*Aim of the exercise*: Show all lines of the listing that contain the word "photo".

[Supplied data — start]

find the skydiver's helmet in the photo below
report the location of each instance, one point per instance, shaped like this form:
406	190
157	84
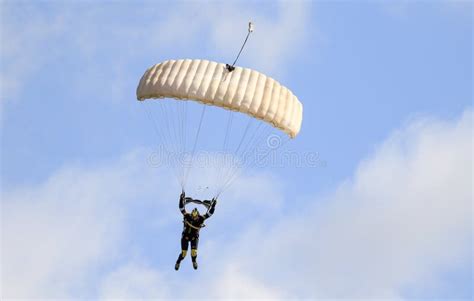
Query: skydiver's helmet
195	213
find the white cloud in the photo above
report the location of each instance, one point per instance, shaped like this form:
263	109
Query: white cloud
56	233
134	281
403	218
106	48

[Supplied data — finish]

*Answer space*:
find the skydiver's helmet in the photo below
find the white cloud in the photo above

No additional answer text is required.